[Start of section]
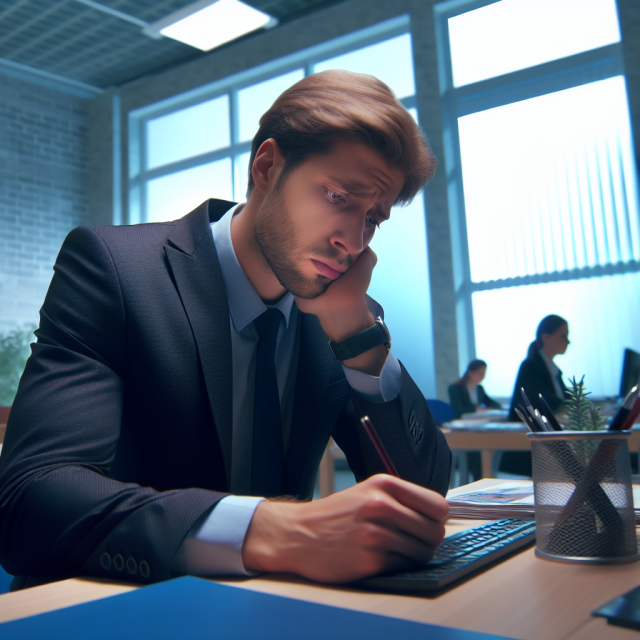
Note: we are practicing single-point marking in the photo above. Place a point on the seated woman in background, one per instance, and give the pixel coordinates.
(538, 375)
(467, 394)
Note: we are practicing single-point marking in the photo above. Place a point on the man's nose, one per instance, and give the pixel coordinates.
(350, 237)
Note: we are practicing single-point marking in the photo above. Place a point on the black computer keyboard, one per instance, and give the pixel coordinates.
(459, 555)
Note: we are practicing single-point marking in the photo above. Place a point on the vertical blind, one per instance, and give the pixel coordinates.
(551, 190)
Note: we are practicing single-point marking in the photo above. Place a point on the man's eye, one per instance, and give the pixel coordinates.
(371, 222)
(334, 197)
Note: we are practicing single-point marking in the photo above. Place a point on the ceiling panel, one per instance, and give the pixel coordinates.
(73, 40)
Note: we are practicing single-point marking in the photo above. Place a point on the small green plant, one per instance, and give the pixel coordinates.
(582, 413)
(14, 351)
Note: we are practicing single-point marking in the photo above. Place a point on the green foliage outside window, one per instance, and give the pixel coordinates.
(14, 351)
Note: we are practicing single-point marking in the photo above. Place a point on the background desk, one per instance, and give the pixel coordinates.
(522, 597)
(488, 439)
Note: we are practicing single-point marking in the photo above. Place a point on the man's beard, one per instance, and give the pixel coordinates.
(277, 242)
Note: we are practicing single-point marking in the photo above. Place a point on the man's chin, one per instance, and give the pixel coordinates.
(308, 289)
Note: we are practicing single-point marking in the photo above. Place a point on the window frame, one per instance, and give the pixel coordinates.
(549, 77)
(139, 175)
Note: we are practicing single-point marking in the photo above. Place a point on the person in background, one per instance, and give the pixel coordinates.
(539, 375)
(467, 395)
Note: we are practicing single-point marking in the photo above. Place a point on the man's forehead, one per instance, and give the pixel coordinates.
(360, 170)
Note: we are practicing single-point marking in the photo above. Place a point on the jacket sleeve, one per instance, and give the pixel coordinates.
[End of section]
Quote, word for word, every line starting at the one that contains "on the ceiling" and ending with the final line of the entries.

Note: we are practicing single-point marking in the photo above. Place a point on the ceiling panel, one per instance, and give the pixel coordinates.
(73, 40)
Note: we are practicing single-point marking in the photo above. Place a point on the small green plant, one per instance, and give the pixel coordinates.
(582, 413)
(14, 351)
Note: we are practicing single-point marking in the photo above. Place a point on the green foliage outside window, one per instance, and give the pixel coordinates.
(14, 351)
Note: we are practicing single-point marking in the photo above. Place a point on the background desk, one per instance, and give the pixel coordinates.
(522, 597)
(488, 439)
Note: we are practicing single-point marking in the photo above. Place a point on the man's beard, one per instance, and give the pixel coordinates.
(277, 242)
Note: we are practicing single-point marking in the photo above. Place a point on the man's chin, one per instance, and give the pixel coordinates.
(308, 289)
Note: we are practicing single-point marking in the photo above. Place a point on the window frame, one per instance, and give the pixel coordinates.
(549, 77)
(139, 175)
Note: we are practicing single-point marking in the photo above. Place a point on the person in background, one per instance, and give the pixel coordinates.
(539, 375)
(467, 395)
Note: we are practicing single-point marking in the photo above. Place a point on the man's forehead, one per instance, and give the pixel coordinates.
(360, 170)
Note: we are practicing single-point marking in the photo above. Place a point on the jacket sleeve, one per instance, and give the pixel coordinates.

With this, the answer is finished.